> _SELECTED EXCERPT_:
Late in the Gospel of Matthew the disciples of Jesus have asked their teacher to tell them about the end of things, to help them understand what it will look like when the world as the know it ends. Most who are honest believe that much of what Jesus tells them about in reply is actually what will happen when Jerusalem falls in A.D. 70, and not necessarily what is happening at the end of time or global life. This makes His words no less powerful, and in a way it makes them more poignant because He isn’t talking about a time that might happen in a thousand years but He is describing the world that their children will be living in.
One of the things that Jesus does as He describes all of this is to tell His friends some stories to give them an idea as to how they are to approach the end of things. The last story is about a man who owns a house and has servants working for him. He is going on a trip and he not only leaves the household in the servant’s care but he also gives them each a certain amount of money to invest while he’s gone. This is a famous story because the two who have been given the most invest it all and double their investment. The third guy, who becomes something of a punching bag for those readers who are looking to create an obvious villain, digs a hole, buries his money, and then returns the muddy coin to the owner when he gets back from his trip.
We tend to focus on the great faithfulness of the first two and the foolishly incompetent actions of the third, as if those are the only option we have in life, give everything or give nothing. But those are caricatures of life, not real fleshy and animated pictures of truth. How often do we give everything, holding nothing back? I’m not asking how often we charge hard, guns blazing, eyes set like flint toward the goal that we are pursuing. I’m asking how often do we give everything. Everything is not defined by the energy with which we pursue our goal. Everything reserves the right to redefine our goals, to move the target, to make sure we are holding tightly to nothing that we thought to be important.

> _REQUESTS_:
1 - Say whether each statement agrees with the reflection on the story of the house owner and his servants. Answer yes or no, and quote the words from the reflection that decide it.
(a) The owner leaves the household in the servants' care when he goes on his trip.
(b) The third servant invests his money and doubles it.
(c) The writer says that giving everything is defined by the energy with which we pursue our goal.
2 - Continue the reflection on the story of the house owner and his servants, starting right after its last sentence.
The rows that follow are separate material and have nothing to do with the reflection above.

> _DATA EXCERPTS_:
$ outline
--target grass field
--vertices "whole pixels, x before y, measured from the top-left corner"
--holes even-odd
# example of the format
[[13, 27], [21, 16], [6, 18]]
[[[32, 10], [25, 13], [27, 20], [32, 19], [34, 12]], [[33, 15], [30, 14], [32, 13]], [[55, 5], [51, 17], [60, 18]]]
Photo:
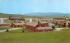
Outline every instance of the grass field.
[[70, 43], [70, 30], [59, 32], [22, 32], [0, 33], [0, 43]]

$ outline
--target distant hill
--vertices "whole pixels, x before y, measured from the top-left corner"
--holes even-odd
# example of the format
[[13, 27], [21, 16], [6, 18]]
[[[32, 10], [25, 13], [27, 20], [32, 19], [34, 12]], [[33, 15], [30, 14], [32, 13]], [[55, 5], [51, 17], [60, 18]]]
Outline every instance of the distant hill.
[[70, 16], [68, 13], [31, 13], [31, 14], [25, 14], [28, 16]]
[[23, 16], [24, 17], [24, 15], [0, 13], [0, 18], [6, 18], [6, 17], [9, 17], [9, 16]]

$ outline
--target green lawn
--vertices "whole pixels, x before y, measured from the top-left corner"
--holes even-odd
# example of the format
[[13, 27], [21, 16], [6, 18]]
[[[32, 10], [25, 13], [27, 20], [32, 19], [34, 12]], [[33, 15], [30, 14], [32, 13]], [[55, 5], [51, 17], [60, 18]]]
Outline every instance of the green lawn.
[[59, 32], [22, 32], [0, 33], [0, 43], [70, 43], [70, 30]]

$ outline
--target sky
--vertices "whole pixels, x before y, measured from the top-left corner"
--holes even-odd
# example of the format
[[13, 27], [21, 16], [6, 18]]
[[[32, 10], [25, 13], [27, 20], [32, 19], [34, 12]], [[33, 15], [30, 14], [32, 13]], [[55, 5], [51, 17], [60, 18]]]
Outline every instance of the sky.
[[70, 0], [0, 0], [0, 13], [70, 13]]

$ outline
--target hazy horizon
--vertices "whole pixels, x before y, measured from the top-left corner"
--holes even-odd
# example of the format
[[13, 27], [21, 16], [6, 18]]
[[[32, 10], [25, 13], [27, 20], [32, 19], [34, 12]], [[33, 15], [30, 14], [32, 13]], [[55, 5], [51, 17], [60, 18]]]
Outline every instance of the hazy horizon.
[[0, 13], [70, 13], [70, 0], [0, 0]]

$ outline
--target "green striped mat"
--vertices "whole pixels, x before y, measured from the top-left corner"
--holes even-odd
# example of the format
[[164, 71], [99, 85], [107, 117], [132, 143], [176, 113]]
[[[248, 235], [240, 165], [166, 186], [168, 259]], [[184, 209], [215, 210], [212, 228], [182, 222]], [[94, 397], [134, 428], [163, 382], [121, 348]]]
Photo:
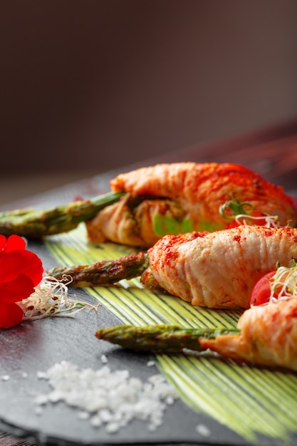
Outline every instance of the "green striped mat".
[[[46, 246], [61, 265], [117, 259], [135, 252], [133, 249], [114, 244], [89, 244], [83, 224], [67, 234], [49, 238]], [[179, 298], [152, 293], [143, 289], [137, 279], [85, 290], [123, 323], [234, 327], [241, 314], [238, 311], [194, 307]], [[296, 374], [203, 355], [158, 355], [156, 361], [189, 406], [212, 417], [248, 441], [256, 442], [261, 434], [273, 438], [278, 445], [286, 445], [290, 435], [297, 432]]]

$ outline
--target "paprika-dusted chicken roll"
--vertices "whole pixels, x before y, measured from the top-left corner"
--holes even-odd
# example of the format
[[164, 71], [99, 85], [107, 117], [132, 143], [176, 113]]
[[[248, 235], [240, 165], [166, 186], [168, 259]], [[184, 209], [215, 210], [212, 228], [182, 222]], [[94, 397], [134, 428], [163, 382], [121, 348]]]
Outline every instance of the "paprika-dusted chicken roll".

> _TASK RESULTS_:
1 -
(a) Yes: "he not only leaves the household in the servant’s care"
(b) No: "digs a hole, buries his money, and then returns the muddy coin to the owner when he gets back from his trip"
(c) No: "Everything is not defined by the energy with which we pursue our goal."

2 -
I have a suspicion that the first two guys in Jesus’ story might not be the super-faith type that we have given them credit for being. This doesn’t look like reality, it’s a picture drawn by a 17 year old kid at a booth beside a roller coaster. This “all or nothing” picture has a strange, out of scale quality to it that makes you wonder if you aren’t looking at it through the bottom of a glass soda bottle or an ash tray.
Giving all is not an event, it is a process…and often a painful one. I suspect that if John and Phillip had come to Jesus later and asked Him, “those guys in the story you told earlier, the servants, did they really just give up all the money the master gave them right after he left?” – if they’d asked that question, I suspect the real and honest Jesus would look at them grinning and say something like, “I didn’t even start till I was in my thirties.”
We aren’t told how long the first two servants took to invest all of their money, to give everything they’d been given. But, in typical Western evangelical fashion, I suspect that in the back of our mind we are pretty sure that they did it before the dust from the master’s donkey had completely settled. Because dedication requires that kind of immediate commitment right?
But what if I told you a different story. What if I told you a story about two men who did want to invest the money they’d been given, but they hesitated because, after all, this was the master’s money and they were really just servants, not investment bankers by trade. What if the story in Matthew 25 didn’t take place over the course of a week but over the course of fifty years? How would that change your view of things? What if the first two, “faithful”, servants took ten or twenty years just trying to gather up the courage to do something with the money? And what if they invested it a little bit here and a little bit there; losing some, gaining some, breaking even some? And what if it was only in the days, at the end of the fifty years, leading up to the master’s arrival that they just barely doubled their money? What if the guy with ten talents had lost nine of them in the first few years and fearfully held on to the last one until a few years before the master’s return when he courageously put his remaining talent into a risky venture and only then wound up doubling his original money?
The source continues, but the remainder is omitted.